_Supplied entries_:
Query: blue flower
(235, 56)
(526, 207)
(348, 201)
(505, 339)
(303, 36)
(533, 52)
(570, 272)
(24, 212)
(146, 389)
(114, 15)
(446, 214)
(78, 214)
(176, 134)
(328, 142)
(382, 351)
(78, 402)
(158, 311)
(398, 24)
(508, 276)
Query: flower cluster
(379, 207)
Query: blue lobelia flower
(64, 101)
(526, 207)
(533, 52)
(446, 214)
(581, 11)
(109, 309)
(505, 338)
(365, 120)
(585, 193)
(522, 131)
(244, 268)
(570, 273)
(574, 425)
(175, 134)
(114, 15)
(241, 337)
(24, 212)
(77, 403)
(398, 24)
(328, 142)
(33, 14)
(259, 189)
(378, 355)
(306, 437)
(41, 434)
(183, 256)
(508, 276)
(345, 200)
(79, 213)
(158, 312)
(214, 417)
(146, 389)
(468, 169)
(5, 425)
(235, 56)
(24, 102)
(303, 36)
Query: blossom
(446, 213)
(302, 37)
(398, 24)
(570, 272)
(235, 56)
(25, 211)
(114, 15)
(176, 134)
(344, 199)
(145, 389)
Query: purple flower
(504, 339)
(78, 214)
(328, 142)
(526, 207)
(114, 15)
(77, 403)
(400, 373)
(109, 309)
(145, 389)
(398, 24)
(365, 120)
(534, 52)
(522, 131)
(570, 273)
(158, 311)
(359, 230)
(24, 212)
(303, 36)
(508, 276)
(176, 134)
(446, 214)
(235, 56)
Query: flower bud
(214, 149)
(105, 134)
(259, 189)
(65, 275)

_Your objective_:
All of the material should appear again, reproduced word for word.

_Response area_:
Query: blue flower
(235, 56)
(526, 207)
(348, 201)
(505, 339)
(303, 36)
(533, 52)
(570, 272)
(24, 212)
(146, 389)
(114, 15)
(446, 214)
(78, 214)
(176, 134)
(328, 142)
(382, 351)
(78, 402)
(158, 311)
(398, 24)
(508, 276)
Query: flower cluster
(379, 207)
Query: blue lobelia flower
(64, 101)
(526, 207)
(533, 52)
(446, 214)
(581, 11)
(109, 309)
(505, 338)
(365, 120)
(585, 193)
(522, 131)
(244, 268)
(570, 273)
(574, 425)
(175, 134)
(114, 15)
(241, 337)
(24, 212)
(77, 403)
(398, 24)
(328, 142)
(33, 14)
(259, 189)
(378, 355)
(306, 437)
(41, 434)
(183, 256)
(508, 276)
(345, 200)
(79, 213)
(158, 312)
(214, 417)
(146, 389)
(468, 169)
(5, 425)
(235, 56)
(24, 102)
(303, 36)
Query: blossom
(446, 213)
(302, 37)
(398, 24)
(570, 272)
(235, 56)
(25, 211)
(114, 15)
(176, 134)
(344, 199)
(145, 389)
Query: purple flower
(504, 339)
(78, 214)
(328, 142)
(526, 207)
(114, 15)
(77, 403)
(400, 373)
(109, 309)
(145, 389)
(398, 24)
(365, 120)
(534, 52)
(522, 131)
(570, 273)
(158, 311)
(359, 230)
(24, 212)
(303, 36)
(508, 276)
(176, 134)
(446, 214)
(235, 56)
Query: flower bud
(214, 149)
(105, 134)
(259, 189)
(65, 275)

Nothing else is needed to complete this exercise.